◆ **TEKS BACAAN**:

Kastara.id, Jakarta – Menteri Koordinator Politik, Hukum dan Keamanan (Menkopolhukam) Wiranto menegaskan melalui Peraturan Pemerintah Pengganti Undang-Undang (Perppu) tentang Organisasi Masyarakat (Ormas), manakala negara teracam, pemerintah dapat melakukan tindakan untuk kebaikan masyarakat dan keutuhan negara.

“Jadi, Perppu ini bukan untuk mengancam ormas Islam atau mendiskreditkan masyarakat muslim yang merupakan masyarakat terbesar,” kata Wiranto dalam diskusi media FMB9 bertajuk ‘Perppu Ormas untuk Menjamin Eksistensi dan NKRI’ yang berlangsung di Galeri Nasional, Jakarta, Kamis (13/7).

Disebutkan Wiranto, Perppu organisasi kemasyarakatan (ormas) bukan milik pemerintah semata. Melainkan milik seluruh rakyat Indonesia manakala negara teracam, pemerintah dapat melalukan tindakan untuk kebaikan masyarakat dan keutuhan negara.

Menurutnya, diterbitkan Perppu Ormas ini karena kondisi yang ada saat ini sudah masuk dalam kondisi sangat mendesak. Pasalnya, sudah ada ancaman terhadap ideoologi negara, ada langkah untuk mengganti ideologi negara dengan yang lain, ataupun mengganti nation state dengan yang lain. “Semua upaya tersebut bahkan sudah pula diungkapkan di publik. Jadi kalaiu kita alpa, bisa jadi kita terlambat,” ujarnya.

Di samping itu, lanjut Wiranto, diterbitkan Perpu tidak bermaksud menyudutkanbormas islam tapi justru membersihkan paham-paham yang tidak sesuai dengan ideologi pancasila. “Nanti ada peneletian yang dilakukan lembaga yang mengeluarkan izin yaitu Kementerian Hukum dan Ham. Kita ini menjaga agar kedepan ormas menjadi koridor yang benar,” kata Wiranto.

◆ **CUPLIKAN DATA**:

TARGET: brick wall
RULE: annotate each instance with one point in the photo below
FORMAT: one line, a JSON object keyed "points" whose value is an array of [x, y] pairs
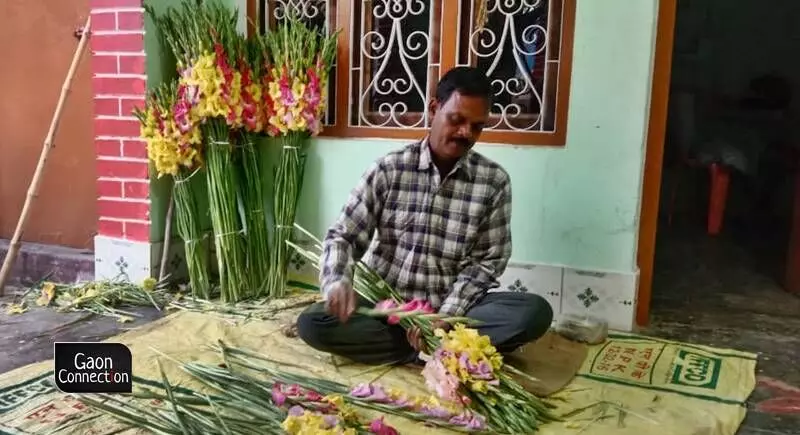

◆ **TUGAS WAJIB**:
1. Menurut teks bacaan tentang Perppu Ormas, di mana diskusi media FMB9 berlangsung?
2. Salin persis bagian teks bacaan yang diawali "Kastara.id, Jakarta –" dan berlanjut hingga "Jakarta, Kamis (13/7).".

◆ **DAFTAR JAWABAN**:
1. Di Galeri Nasional, Jakarta.

2.
Kastara.id, Jakarta – Menteri Koordinator Politik, Hukum dan Keamanan (Menkopolhukam) Wiranto menegaskan melalui Peraturan Pemerintah Pengganti Undang-Undang (Perppu) tentang Organisasi Masyarakat (Ormas), manakala negara teracam, pemerintah dapat melakukan tindakan untuk kebaikan masyarakat dan keutuhan negara.

“Jadi, Perppu ini bukan untuk mengancam ormas Islam atau mendiskreditkan masyarakat muslim yang merupakan masyarakat terbesar,” kata Wiranto dalam diskusi media FMB9 bertajuk ‘Perppu Ormas untuk Menjamin Eksistensi dan NKRI’ yang berlangsung di Galeri Nasional, Jakarta, Kamis (13/7).